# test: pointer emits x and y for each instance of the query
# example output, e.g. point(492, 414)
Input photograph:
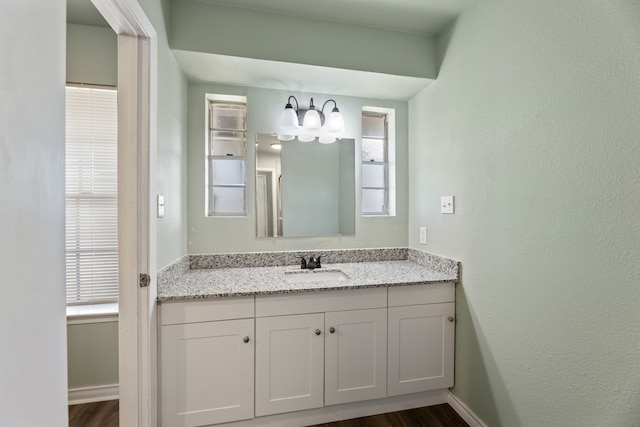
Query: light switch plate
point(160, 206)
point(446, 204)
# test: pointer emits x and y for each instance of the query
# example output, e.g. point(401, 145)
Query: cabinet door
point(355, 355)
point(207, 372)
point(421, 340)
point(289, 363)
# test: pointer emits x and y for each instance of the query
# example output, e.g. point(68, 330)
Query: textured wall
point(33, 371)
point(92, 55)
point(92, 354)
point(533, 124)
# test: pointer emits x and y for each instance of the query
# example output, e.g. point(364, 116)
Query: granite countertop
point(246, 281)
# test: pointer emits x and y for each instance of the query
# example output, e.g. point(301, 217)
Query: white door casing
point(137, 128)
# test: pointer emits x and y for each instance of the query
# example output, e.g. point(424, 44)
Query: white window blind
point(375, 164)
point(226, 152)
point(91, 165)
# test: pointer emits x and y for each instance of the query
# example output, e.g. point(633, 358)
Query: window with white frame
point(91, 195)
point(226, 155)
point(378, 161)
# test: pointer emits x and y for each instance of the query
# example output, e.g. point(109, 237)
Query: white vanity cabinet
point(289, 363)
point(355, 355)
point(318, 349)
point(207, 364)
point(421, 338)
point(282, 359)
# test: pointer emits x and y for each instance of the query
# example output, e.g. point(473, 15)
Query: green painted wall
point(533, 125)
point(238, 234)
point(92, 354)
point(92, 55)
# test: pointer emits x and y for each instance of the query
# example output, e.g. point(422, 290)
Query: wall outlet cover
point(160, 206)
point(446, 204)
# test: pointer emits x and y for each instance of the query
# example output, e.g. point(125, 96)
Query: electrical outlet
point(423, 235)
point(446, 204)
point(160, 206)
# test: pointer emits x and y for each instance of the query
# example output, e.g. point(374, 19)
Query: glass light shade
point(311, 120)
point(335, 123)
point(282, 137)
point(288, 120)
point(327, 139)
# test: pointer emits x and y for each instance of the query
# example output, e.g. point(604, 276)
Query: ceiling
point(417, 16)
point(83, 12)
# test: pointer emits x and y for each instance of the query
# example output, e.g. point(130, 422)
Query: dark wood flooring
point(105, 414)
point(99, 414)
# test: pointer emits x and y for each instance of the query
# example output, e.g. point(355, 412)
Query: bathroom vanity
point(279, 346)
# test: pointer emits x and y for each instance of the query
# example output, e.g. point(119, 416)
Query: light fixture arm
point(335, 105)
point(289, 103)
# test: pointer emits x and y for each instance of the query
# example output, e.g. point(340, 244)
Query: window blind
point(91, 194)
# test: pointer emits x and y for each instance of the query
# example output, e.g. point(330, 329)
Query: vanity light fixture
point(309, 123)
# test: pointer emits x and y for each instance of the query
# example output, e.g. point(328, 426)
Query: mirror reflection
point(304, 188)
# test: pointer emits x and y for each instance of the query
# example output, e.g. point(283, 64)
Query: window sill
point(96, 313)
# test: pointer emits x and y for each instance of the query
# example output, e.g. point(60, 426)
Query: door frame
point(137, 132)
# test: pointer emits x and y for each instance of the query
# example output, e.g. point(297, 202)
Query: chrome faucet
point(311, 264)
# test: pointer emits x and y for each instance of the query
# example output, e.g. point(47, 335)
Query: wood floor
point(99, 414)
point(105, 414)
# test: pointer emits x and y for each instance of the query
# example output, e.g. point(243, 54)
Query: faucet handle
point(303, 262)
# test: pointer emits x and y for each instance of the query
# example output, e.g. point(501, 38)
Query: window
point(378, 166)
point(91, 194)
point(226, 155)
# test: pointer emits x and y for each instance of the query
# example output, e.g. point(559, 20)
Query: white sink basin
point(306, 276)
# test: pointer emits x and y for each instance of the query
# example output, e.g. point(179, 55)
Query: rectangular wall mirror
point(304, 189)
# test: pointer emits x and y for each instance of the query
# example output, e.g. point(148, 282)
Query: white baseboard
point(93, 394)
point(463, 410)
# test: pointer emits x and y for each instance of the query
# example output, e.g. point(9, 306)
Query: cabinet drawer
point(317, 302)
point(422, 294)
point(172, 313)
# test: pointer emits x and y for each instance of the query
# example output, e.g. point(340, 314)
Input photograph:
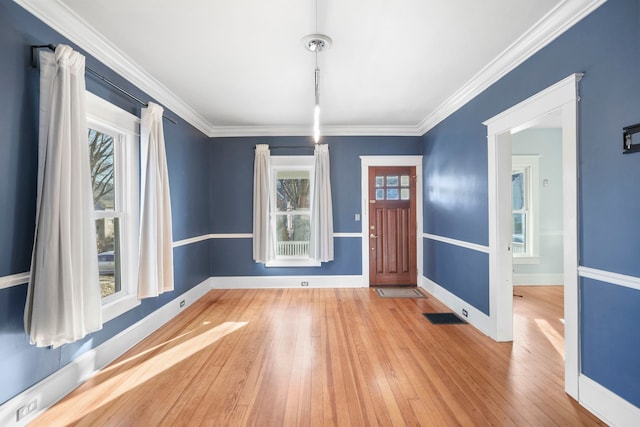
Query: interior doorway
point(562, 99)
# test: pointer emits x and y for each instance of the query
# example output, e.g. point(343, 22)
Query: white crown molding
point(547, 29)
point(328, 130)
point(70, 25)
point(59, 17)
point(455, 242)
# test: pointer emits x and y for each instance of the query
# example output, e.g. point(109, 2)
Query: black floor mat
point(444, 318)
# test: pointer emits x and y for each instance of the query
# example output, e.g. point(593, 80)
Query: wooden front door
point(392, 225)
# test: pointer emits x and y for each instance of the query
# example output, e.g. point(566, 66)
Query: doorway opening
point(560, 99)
○ ○ ○ ○
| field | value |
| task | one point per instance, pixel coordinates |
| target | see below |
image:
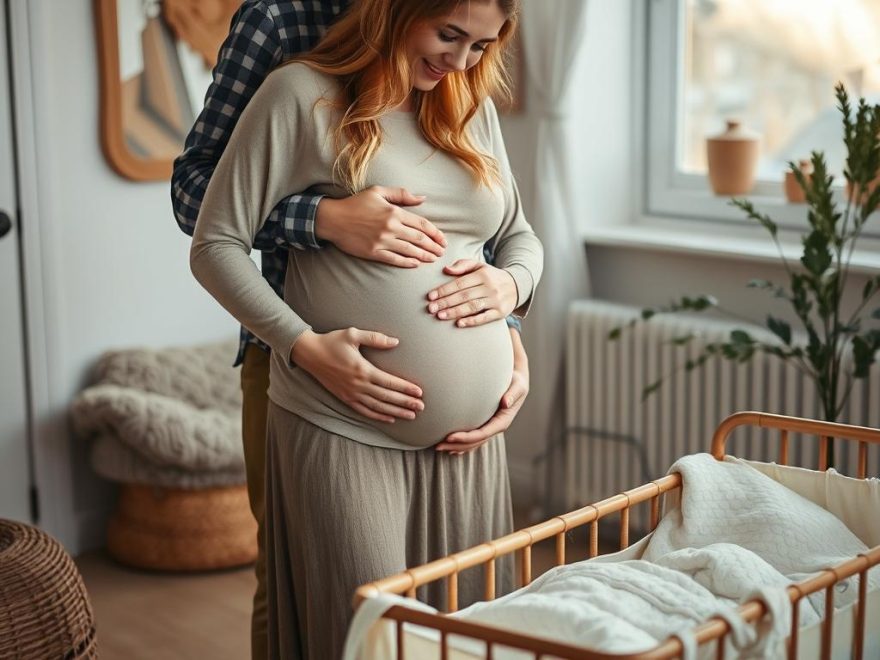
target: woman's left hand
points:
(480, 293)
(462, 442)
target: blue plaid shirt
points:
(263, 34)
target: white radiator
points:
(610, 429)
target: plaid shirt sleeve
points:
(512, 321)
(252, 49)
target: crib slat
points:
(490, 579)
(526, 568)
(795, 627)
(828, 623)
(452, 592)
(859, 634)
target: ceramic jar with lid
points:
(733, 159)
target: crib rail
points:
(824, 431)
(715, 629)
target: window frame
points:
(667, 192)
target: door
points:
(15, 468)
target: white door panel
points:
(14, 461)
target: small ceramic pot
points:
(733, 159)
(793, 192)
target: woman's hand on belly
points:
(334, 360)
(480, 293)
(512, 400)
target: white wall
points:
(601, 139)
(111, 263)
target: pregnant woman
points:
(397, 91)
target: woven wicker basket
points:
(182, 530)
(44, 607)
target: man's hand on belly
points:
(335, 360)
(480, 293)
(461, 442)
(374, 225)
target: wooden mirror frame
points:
○ ○ ○ ○
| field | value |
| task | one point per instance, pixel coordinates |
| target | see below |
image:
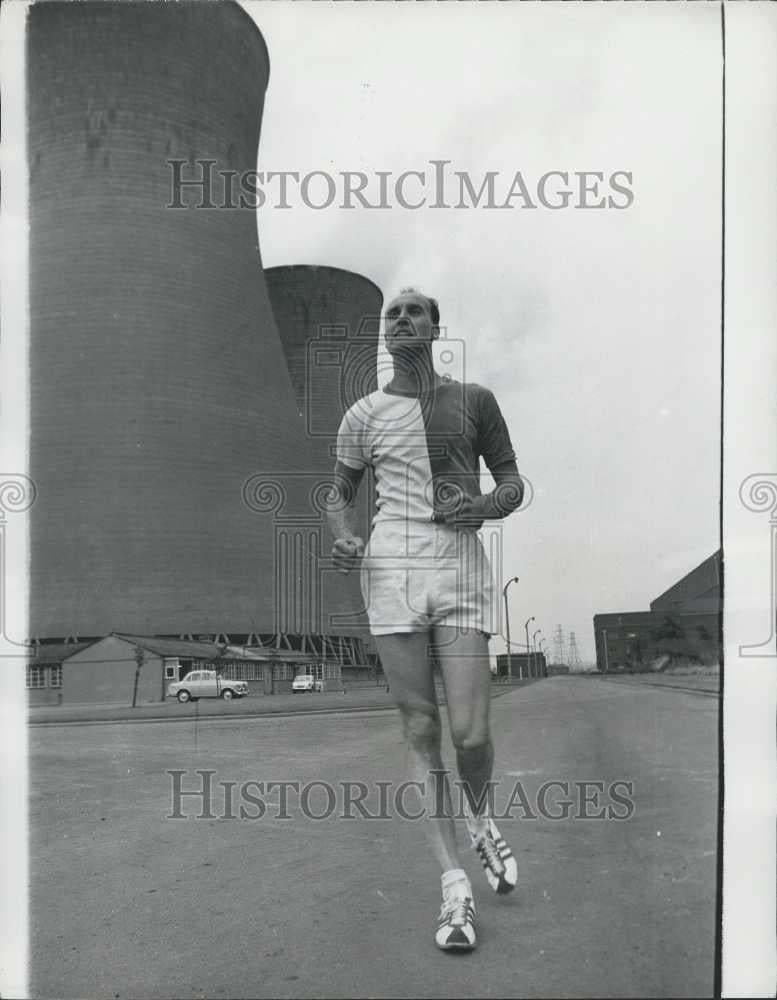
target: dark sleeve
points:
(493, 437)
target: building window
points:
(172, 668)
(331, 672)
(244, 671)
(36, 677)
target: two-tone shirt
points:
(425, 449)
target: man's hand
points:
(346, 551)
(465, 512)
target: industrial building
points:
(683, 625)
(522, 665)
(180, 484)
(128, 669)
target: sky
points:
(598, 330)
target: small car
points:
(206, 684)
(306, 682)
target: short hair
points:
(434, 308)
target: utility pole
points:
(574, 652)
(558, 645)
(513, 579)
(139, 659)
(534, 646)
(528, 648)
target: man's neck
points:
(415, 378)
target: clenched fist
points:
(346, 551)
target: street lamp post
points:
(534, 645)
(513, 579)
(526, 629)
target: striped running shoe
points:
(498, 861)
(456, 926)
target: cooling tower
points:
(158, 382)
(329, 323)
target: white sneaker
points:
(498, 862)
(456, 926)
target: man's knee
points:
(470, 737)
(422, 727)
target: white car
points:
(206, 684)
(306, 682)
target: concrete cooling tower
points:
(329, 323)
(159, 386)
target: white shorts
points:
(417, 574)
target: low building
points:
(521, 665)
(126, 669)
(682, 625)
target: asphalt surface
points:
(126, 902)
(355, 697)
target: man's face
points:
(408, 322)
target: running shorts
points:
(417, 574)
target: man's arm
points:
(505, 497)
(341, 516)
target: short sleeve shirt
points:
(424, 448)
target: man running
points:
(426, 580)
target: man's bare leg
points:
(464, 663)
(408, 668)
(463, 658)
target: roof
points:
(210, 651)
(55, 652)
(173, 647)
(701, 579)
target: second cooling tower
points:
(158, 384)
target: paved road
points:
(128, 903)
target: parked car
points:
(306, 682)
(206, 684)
○ ○ ○ ○
◆ **What this task involves**
Copy every line in the entries above that contains the string "belly".

◆ **Task response**
target: woman's hand on belly
target: man's hand on belly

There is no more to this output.